*** RECORDS SUPPLIED ***

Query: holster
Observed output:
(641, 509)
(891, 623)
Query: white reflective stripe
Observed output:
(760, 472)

*** End of RECORDS SUPPLIED ***

* **ACTIVITY**
Make an exact copy of all the entries above.

* **PROBLEM SOLUTION**
Query: holster
Observed output:
(641, 509)
(891, 623)
Query: white reflective stripe
Observed output:
(760, 472)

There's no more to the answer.